■ **Task set**:
a: In the account of the QF 32 engine failure, what manufacturing fault left the oil supply pipe prone to fatigue cracking?
b: Summarize the account of the QF 32 engine failure in two sentences.

■ **Extract provided**:
=== Section Start ===

On QF 32, the initial cause of the failure was the failure of an oil supply pipe leading to a high pressure bearing within the turbine. A connection had been drilled slightly off centre during the manufacturing process, so that the wall of the connection was too thin to resist fatigue cracking. When fatigue fracture of the oil pipe occurred, presumably some time after QF32's takeoff from Singapore, oil flowed out of the failed connection into places in the engine where it didn't belong - where it burnt and applied extra heat to components that were subsequently forced beyond their material limits, and failed. The subsequent holes in the engine casing, wing, wing flaps, wing spar and fuselage of the A380 were all created by bits of disintegrating turbine being flung out from the engine at extremely high speed. These photos show the extent of the damage to the aircraft.

=== Section End ===

■ **Listed entries**:
=== Section Start ===

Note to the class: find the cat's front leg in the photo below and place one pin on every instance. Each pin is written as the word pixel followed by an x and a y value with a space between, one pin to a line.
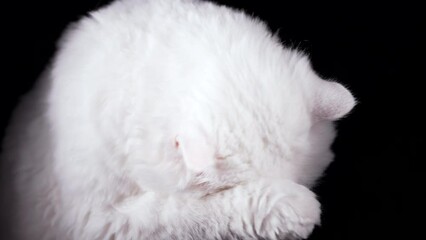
pixel 269 210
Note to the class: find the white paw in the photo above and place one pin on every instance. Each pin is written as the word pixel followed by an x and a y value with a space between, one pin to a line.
pixel 289 212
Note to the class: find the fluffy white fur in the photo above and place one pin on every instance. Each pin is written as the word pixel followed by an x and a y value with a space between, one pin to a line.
pixel 170 119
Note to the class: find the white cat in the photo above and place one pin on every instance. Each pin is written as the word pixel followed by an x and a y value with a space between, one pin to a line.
pixel 170 119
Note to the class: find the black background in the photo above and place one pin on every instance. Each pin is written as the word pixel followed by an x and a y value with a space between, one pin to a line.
pixel 372 190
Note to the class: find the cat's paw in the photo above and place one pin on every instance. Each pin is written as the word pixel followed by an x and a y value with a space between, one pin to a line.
pixel 289 211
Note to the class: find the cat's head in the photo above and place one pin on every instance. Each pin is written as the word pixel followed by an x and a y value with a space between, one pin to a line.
pixel 291 138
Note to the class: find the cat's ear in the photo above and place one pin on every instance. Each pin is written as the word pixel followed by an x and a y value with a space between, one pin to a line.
pixel 332 100
pixel 196 152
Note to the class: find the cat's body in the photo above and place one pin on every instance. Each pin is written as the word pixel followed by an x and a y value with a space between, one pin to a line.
pixel 170 119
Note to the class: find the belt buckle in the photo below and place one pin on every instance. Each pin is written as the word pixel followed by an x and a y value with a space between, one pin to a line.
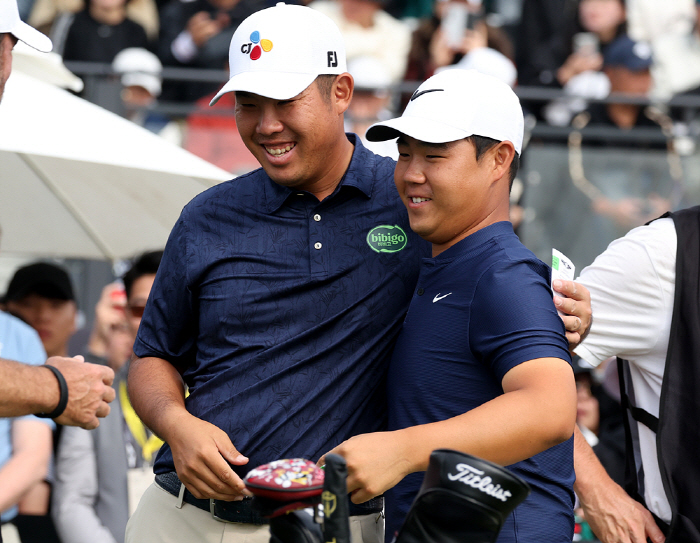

=== Section End ===

■ **Answer list**:
a: A connection was drilled slightly off center, so its wall was too thin to resist fatigue cracking.

b: The QF 32 failure began when an oil supply pipe to a high-pressure turbine bearing fractured from fatigue, because a connection drilled slightly off center during manufacturing had left its wall too thin. The leaking oil burned inside the engine and overheated components until they failed, and pieces of the disintegrating turbine flew out at high speed, punching holes in the engine casing, wing, flaps, spar and fuselage of the A380.